Instruction 1 – Please rewrite the excerpt on rewards and autonomy from "Rewards are, of" up to and including "seems somewhat counterintuitive.", changing "instructions" to "directions".
Instruction 2 – In the excerpt on rewards and autonomy, what is named as an obvious source of control for subjects participating in experiments?
Instruction 3 – Translate this sentence from the excerpt on rewards and autonomy into Spanish: "Humans are assumed to have a need to feel autonomous."

Document excerpt –
---
Clearly, in determining the effects of reward for task participation, the nature of the task is relevant. In interesting tasks rewards may decrease participants' interest, most reliably when rewards are expected, salient, and contingent on task engagement (Deci & Ryan, 1987). It has been hypothesized that when task interest is reduced in the presence of rewards, this occurs because rewards have reduced subjective autonomy. Humans are assumed to have a need to feel autonomous. As a means of behavior control, rewards are thought to reduce subjective autonomy, and reduction in subjective autonomy is believed to lead to loss of interest (Deci & Ryan, 1994).

Interesting tasks are often performed to achieve pleasure that is inherent in the task. The pleasurable consequences of performing the task are events that coexist with the reward, discounting external rewards as controlling factors (Kelley, 1972) as well as making rewards less salient. In a boring task, rewards are much more salient as means of behavior control than in an interesting task. If salience of reward is important in reducing subjective autonomy, it might be expected that the less interesting the task, the more a reward will reduce the acting person's sense of autonomy. In other words, because rewards exercise greater control and are more salient when a task is dull than when it is interesting; one might expect a greater reduction in subjective autonomy when boring tasks are rewarded than when interesting tasks are rewarded.

Rewards are, of course, only one of many sources of behavior control. Because subjects participating in experiments are normally instructed to engage in a task, an obvious source of control in this context is instructions. Being instructed to perform a task will by necessity affect a subject's feeling of autonomy in performing that task. However, the observation that being instructed to act may reduce one's sense of autonomy can be accepted without necessarily assuming that behavior control by way of rewards will reduce subjective autonomy. Indeed, the thought that extrinsic rewards should reduce people's sense of autonomy seems somewhat counterintuitive.
---
Listed records –
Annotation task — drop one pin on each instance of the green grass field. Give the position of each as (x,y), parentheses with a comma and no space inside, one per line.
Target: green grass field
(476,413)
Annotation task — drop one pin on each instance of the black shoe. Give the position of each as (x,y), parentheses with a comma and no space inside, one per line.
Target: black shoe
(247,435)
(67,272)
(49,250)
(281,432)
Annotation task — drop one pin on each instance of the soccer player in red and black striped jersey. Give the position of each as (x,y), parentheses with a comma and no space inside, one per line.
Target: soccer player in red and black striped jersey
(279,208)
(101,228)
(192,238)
---
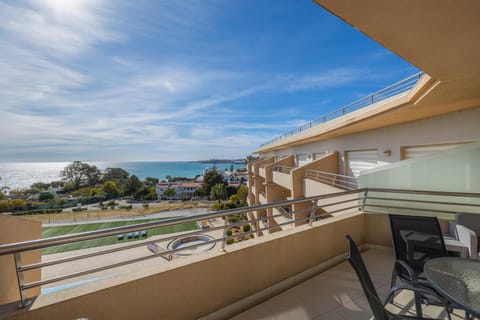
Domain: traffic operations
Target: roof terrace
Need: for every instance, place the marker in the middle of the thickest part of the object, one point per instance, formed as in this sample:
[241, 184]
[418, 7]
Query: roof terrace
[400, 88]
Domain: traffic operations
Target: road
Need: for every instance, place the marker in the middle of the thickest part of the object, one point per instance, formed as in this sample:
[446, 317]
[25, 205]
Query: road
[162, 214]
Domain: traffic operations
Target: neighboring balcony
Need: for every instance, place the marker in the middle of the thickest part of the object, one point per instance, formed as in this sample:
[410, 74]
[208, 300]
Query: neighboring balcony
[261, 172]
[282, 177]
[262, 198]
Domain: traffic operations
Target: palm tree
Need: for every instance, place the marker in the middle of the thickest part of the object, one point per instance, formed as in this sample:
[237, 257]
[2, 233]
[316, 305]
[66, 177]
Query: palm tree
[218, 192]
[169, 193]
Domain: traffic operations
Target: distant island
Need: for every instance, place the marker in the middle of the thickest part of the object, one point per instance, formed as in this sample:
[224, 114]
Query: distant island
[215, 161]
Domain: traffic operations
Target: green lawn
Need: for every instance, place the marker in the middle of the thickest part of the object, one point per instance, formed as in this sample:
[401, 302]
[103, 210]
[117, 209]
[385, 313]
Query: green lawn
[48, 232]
---
Task output 1 –
Rewards are, of course, only one of many sources of behavior control. Because subjects participating in experiments are normally instructed to engage in a task, an obvious source of control in this context is directions. Being instructed to perform a task will by necessity affect a subject's feeling of autonomy in performing that task. However, the observation that being instructed to act may reduce one's sense of autonomy can be accepted without necessarily assuming that behavior control by way of rewards will reduce subjective autonomy. Indeed, the thought that extrinsic rewards should reduce people's sense of autonomy seems somewhat counterintuitive.

Task output 2 – Instructions.

Task output 3 – Se supone que los seres humanos tienen la necesidad de sentirse autónomos.